What is asked
Write the next part of the SHAP Dependence documentation page below, starting right after its last sentence.

Excerpt
::::::

Browse Bricks Back to Package Page

SHAP Dependence

Visualizes the relationship between a feature value and its SHAP value. supports coloring by a second feature to reveal interactions.

SHAP Dependence

Processing

This brick generates a "Dependence Plot" to visualize how a specific feature affects your model's predictions. It creates a scatter plot where the X-axis represents the actual value of a feature (e.g., "Age") and the Y-axis represents that feature's impact on the prediction (its SHAP value).

It effectively answers the question: "How does changing this specific variable change the result?" Additionally, it can color the dots based on a second feature to reveal interactions—situations where the impact of one feature depends on the value of another (e.g., "Age" might matter more if "Income" is high).

Inputs

explainer: The SHAP Explainer object created by a previous brick (e.g., "Calculate SHAP Values"). This contains the logic needed to interpret your model.
data: The dataset containing the rows you want to analyze. The explainer uses this to calculate the impact values.
original data (optional): If your primary data input was normalized, scaled, or encoded (making it hard to read), provide the original, human-readable dataset here. The brick will use the data for calculation but use original data for the X-axis labels, making the chart easier to understand.

Inputs Types

Input	Types
`explainer`	`Any`
`data`	`DataFrame`
`original data`	`DataFrame`

You can check the list of supported types here: Available Type Hints.

Outputs

image: The generated dependence plot. The format of this output (an image object, raw bytes, or a data array) is determined by the "Output Image Format" option settings.

Outputs Types

Output	Types
`image`	`MediaData`,`PILImage`

You can check the list of supported types here: Available Type Hints.

::::::

Data section
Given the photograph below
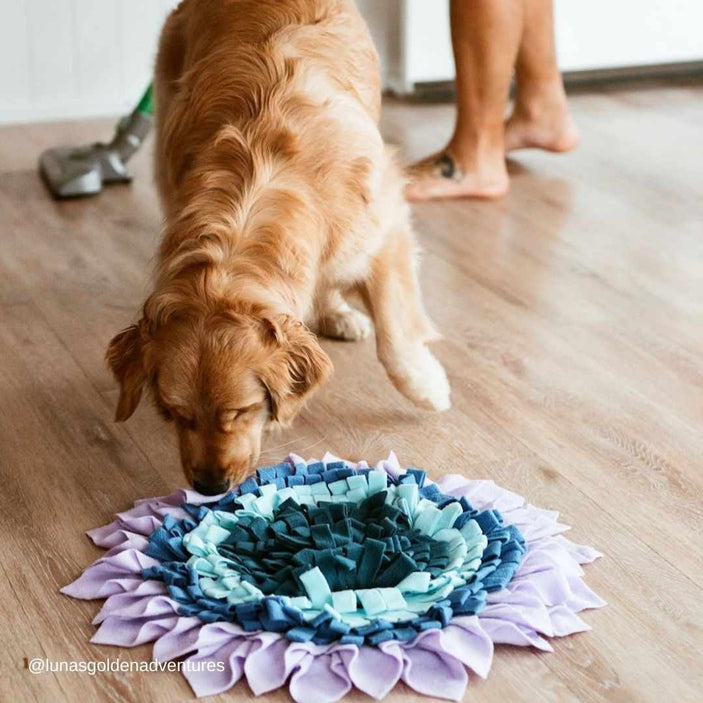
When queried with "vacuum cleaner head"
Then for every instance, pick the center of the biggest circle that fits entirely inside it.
(71, 172)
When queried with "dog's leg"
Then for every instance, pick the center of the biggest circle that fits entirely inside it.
(392, 294)
(339, 320)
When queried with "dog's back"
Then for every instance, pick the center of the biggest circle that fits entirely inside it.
(244, 83)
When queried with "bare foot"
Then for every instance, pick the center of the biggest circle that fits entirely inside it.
(541, 124)
(444, 175)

::::::

Exercise answer
Options

The SHAP Dependence brick contains some changeable options:

Feature to Plot: The exact name of the feature (column) you want to visualize on the X-axis. This is the primary variable you are analyzing.
Interaction Feature: Determines how the dots in the scatter plot are colored. If left empty , the algorithm automatically finds the feature that interacts most strongly with the "Feature to Plot" and uses it for coloring. You can type the name of a specific feature to force the plot to color by that variable.
Class Index (Multiclass): Used only for classification models that predict multiple categories (e.g., Red, Green, Blue). It selects which class you want to explain.
Output Image Format: Defines the technical format of the output image.

pil: Returns a standard Python Image Library object (e.g., for saving or further processing).
bytes: Returns the raw image file data.
array: Returns the image as a NumPy matrix of numbers.

Verbose: When enabled, the brick logs detailed progress information to the console, which is helpful for troubleshooting.

import logging
import io
import inspect
import numpy as np
import matplotlib
import matplotlib.pyplot as plt
from PIL import Image
from shap.explainers._explainer import Explainer
from coded_flows.types import DataFrame, Any, MediaData, Union, PILImage
from coded_flows.utils import CodedFlowsLogger

matplotlib.use("Agg")
import shap

logger = CodedFlowsLogger(name="SHAP Dependence", level=logging.INFO)
logging.getLogger("shap").setLevel(logging.ERROR)


def _call_explainer(explainer, data, **base_kwargs):
    sig = inspect.signature(explainer.__call__)
    if "silent" in sig.parameters:
        return explainer(data, silent=True, **base_kwargs)
    return explainer(data, **base_kwargs)


def _to_numpy(df):
    """Convert pandas or polars DataFrame to numpy array."""
    if hasattr(df, "__class__") and "polars" in df.__class__.__module__:
        return df.to_numpy()
    elif hasattr(df, "values"):
        return df.values
    elif hasattr(df, "to_numpy"):
        return df.to_numpy()
    else:
        return np.array(df)


def _get_columns(df):
    """Get column names from pandas or polars DataFrame."""
    if hasattr(df, "columns"):
        columns = df.columns
        return list(columns) if not isinstance(columns, list) else columns
    return None


def shap_dependence(
    explainer: Any,
    data: DataFrame,
    original_data: DataFrame = None,
    options: dict = None,
) -> Union[MediaData, PILImage]:
    options = options or {}
    verbose = options.get("verbose", True)
    class_index = options.get("class_index", 0)
    feature_name = options.get("feature_name", "Feature 0")
    interaction_feature = options.get("interaction_feature", "Auto")
    image_format = options.get("image_format", "pil")
    image = None
    try:
        verbose and logger.info("Starting SHAP Interaction Scatter generation.")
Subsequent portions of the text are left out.